Saved entries:
::::
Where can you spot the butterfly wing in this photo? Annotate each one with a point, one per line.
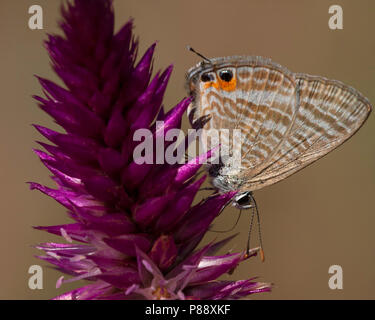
(262, 106)
(329, 113)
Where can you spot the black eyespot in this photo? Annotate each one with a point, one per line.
(226, 75)
(206, 77)
(244, 200)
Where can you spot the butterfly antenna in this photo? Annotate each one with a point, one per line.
(199, 54)
(250, 228)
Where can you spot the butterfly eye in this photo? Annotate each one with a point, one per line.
(206, 77)
(226, 75)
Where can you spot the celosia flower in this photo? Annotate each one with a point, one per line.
(135, 230)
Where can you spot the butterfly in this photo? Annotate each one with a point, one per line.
(287, 120)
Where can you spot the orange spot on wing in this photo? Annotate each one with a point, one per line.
(223, 85)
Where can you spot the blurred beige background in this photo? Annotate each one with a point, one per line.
(319, 217)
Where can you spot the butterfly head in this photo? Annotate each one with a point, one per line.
(243, 200)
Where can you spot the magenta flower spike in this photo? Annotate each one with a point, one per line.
(135, 232)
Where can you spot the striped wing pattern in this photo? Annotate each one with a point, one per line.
(329, 113)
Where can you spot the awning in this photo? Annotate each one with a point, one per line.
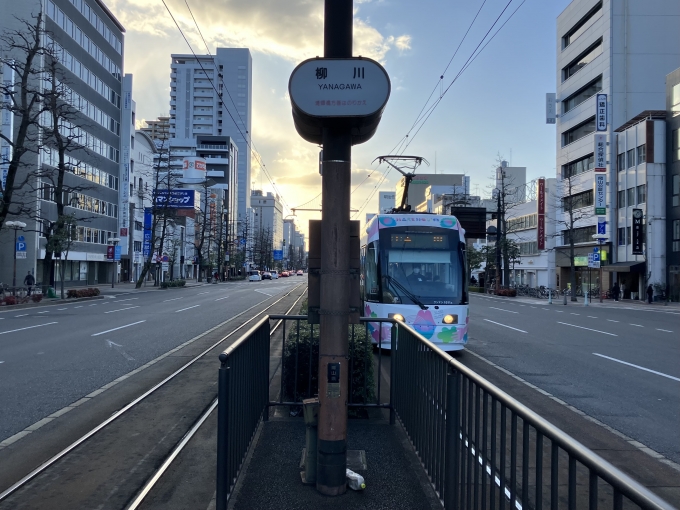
(632, 266)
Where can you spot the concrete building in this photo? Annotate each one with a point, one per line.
(91, 41)
(673, 184)
(212, 95)
(158, 129)
(621, 49)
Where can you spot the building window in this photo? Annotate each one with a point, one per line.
(582, 60)
(578, 200)
(580, 235)
(583, 129)
(582, 94)
(578, 29)
(578, 166)
(622, 236)
(622, 199)
(621, 161)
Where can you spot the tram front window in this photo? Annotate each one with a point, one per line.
(432, 277)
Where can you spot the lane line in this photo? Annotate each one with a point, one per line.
(122, 309)
(115, 329)
(509, 327)
(186, 308)
(589, 329)
(28, 327)
(638, 366)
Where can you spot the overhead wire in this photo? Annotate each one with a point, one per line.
(405, 141)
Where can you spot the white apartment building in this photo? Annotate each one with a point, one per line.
(623, 49)
(212, 95)
(90, 43)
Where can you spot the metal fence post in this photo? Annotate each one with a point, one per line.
(452, 446)
(222, 489)
(393, 379)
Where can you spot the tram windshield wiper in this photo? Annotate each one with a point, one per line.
(399, 287)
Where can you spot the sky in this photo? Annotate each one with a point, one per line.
(495, 107)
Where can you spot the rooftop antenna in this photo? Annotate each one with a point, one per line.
(399, 163)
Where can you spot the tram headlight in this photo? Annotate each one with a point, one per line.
(450, 319)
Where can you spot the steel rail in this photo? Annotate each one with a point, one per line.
(144, 492)
(136, 401)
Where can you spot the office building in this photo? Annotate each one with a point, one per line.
(623, 50)
(90, 40)
(212, 95)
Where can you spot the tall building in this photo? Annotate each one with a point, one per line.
(212, 95)
(90, 42)
(158, 129)
(624, 50)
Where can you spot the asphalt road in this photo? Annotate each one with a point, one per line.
(619, 364)
(53, 356)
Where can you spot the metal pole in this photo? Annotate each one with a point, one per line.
(335, 254)
(14, 276)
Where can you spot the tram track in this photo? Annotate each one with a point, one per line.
(190, 390)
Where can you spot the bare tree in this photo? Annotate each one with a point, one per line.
(576, 207)
(21, 51)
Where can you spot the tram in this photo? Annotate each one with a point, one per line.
(415, 265)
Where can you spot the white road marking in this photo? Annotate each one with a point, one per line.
(186, 308)
(502, 310)
(509, 327)
(638, 366)
(122, 309)
(120, 327)
(28, 327)
(589, 329)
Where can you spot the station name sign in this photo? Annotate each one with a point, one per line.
(345, 93)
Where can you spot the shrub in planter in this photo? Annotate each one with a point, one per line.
(297, 357)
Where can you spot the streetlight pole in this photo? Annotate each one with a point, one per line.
(15, 225)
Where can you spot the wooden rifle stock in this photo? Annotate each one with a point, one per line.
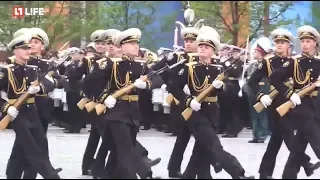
(23, 98)
(188, 111)
(100, 108)
(259, 106)
(90, 106)
(285, 107)
(81, 104)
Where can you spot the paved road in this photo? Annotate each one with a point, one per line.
(66, 151)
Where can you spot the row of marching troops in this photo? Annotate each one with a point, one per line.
(113, 91)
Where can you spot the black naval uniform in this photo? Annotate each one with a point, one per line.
(231, 120)
(123, 120)
(305, 117)
(30, 146)
(202, 124)
(281, 130)
(183, 133)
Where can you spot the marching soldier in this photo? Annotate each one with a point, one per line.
(123, 128)
(204, 119)
(304, 69)
(189, 34)
(281, 131)
(259, 120)
(31, 143)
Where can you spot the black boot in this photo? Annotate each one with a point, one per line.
(310, 168)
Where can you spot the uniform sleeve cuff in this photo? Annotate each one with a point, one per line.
(5, 107)
(102, 97)
(289, 93)
(259, 95)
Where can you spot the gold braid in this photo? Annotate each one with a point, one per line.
(13, 80)
(116, 79)
(296, 74)
(195, 87)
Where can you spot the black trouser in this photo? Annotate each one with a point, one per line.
(77, 117)
(205, 135)
(91, 148)
(179, 149)
(281, 131)
(30, 146)
(199, 164)
(308, 131)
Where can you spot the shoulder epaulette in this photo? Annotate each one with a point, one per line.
(32, 66)
(101, 60)
(297, 56)
(269, 56)
(140, 61)
(191, 63)
(192, 54)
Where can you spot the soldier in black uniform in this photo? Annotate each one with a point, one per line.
(30, 146)
(204, 119)
(281, 131)
(304, 69)
(121, 126)
(189, 34)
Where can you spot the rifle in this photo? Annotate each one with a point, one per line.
(285, 107)
(259, 106)
(188, 111)
(100, 108)
(23, 98)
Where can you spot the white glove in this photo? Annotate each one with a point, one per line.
(195, 105)
(49, 78)
(140, 84)
(295, 99)
(33, 89)
(217, 84)
(266, 100)
(110, 102)
(13, 112)
(241, 83)
(317, 84)
(186, 89)
(51, 94)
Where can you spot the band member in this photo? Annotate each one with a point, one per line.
(304, 69)
(122, 123)
(31, 142)
(259, 120)
(281, 131)
(204, 119)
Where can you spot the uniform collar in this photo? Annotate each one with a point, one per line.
(126, 57)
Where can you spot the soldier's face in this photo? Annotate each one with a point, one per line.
(101, 46)
(282, 46)
(111, 49)
(190, 45)
(308, 45)
(131, 48)
(36, 46)
(205, 51)
(257, 54)
(22, 53)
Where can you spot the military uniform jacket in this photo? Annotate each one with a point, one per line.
(15, 80)
(304, 69)
(120, 74)
(265, 68)
(198, 76)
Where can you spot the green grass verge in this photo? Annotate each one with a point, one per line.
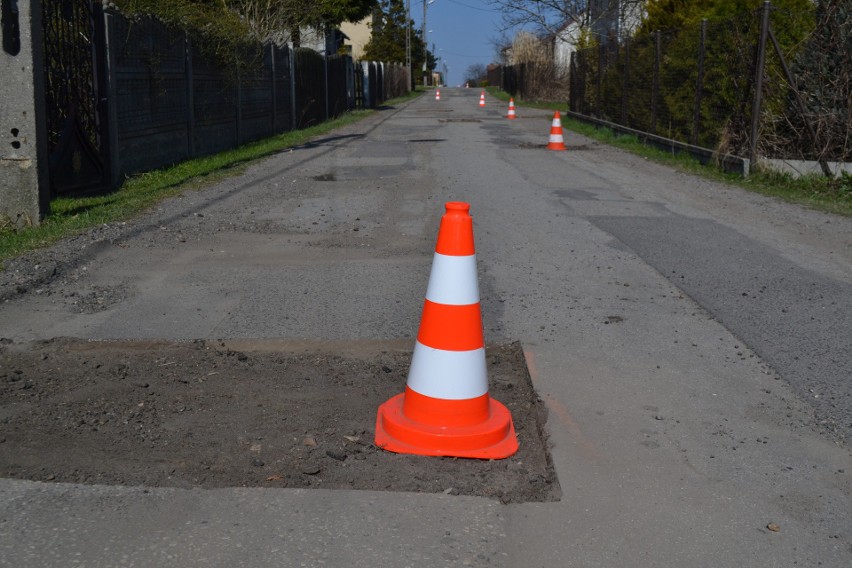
(816, 191)
(139, 193)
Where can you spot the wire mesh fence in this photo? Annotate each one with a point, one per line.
(769, 83)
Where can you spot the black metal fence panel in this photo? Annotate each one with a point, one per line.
(142, 97)
(310, 77)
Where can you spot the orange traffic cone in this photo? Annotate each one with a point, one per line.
(511, 109)
(556, 141)
(445, 409)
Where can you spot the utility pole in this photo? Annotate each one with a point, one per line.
(408, 42)
(425, 49)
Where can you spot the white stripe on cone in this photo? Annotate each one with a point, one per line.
(453, 280)
(451, 375)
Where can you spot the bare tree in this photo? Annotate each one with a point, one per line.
(548, 16)
(475, 74)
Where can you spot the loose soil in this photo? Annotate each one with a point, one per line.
(247, 414)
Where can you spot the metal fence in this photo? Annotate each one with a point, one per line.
(166, 102)
(727, 86)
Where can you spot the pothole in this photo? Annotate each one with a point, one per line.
(213, 414)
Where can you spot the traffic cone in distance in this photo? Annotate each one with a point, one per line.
(445, 409)
(556, 141)
(511, 114)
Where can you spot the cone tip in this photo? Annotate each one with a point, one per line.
(457, 206)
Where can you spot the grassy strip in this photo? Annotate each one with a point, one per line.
(815, 191)
(138, 193)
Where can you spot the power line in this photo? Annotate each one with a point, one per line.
(473, 7)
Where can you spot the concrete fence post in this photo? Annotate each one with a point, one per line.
(24, 183)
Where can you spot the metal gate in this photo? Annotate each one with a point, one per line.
(75, 96)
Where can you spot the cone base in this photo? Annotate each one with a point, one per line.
(492, 439)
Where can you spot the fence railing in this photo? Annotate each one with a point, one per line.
(169, 103)
(728, 86)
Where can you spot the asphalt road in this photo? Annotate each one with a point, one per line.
(691, 342)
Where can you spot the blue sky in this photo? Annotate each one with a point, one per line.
(462, 31)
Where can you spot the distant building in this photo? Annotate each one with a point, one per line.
(357, 36)
(565, 43)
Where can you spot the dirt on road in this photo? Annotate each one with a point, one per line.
(233, 414)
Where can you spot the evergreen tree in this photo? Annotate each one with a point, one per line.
(387, 41)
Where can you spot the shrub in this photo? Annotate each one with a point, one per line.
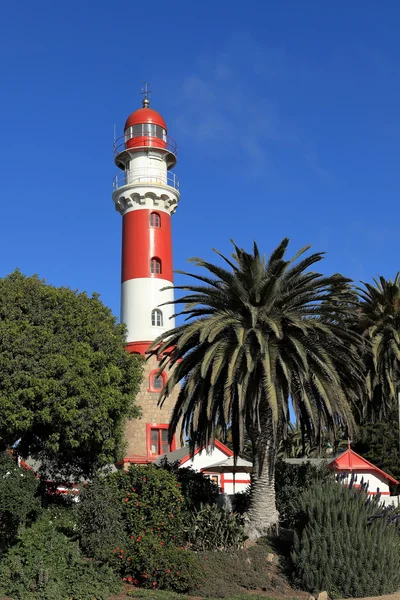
::::
- **Exercise instructions**:
Starting at the line that contains "Where can you spot the fence" and ending at the final line of the data, reproduce each line exactly. Pictures stay out of the copy.

- **Answer to this problem**:
Where can you spot the fence railing in this photo? Annotate each one with a point, one per line.
(169, 103)
(728, 86)
Where can you spot the asphalt road in this photo? Annotate each one with a point, one per line.
(691, 342)
Where can you spot the blue sky in this photo? Annotate each one with a point, one per line.
(462, 31)
Where can you spot the distant building in this photo? Annotate each one with a point, one per line.
(357, 36)
(565, 43)
Where can you spot the dirt on road in this photo? Annotate each one with a point, one per line.
(233, 414)
Where can you spot the evergreen tree in this photo? Annotate each one with a point, one per line.
(387, 41)
Where can you spot the shrub in this photo? Annotate each one with a point, one per line.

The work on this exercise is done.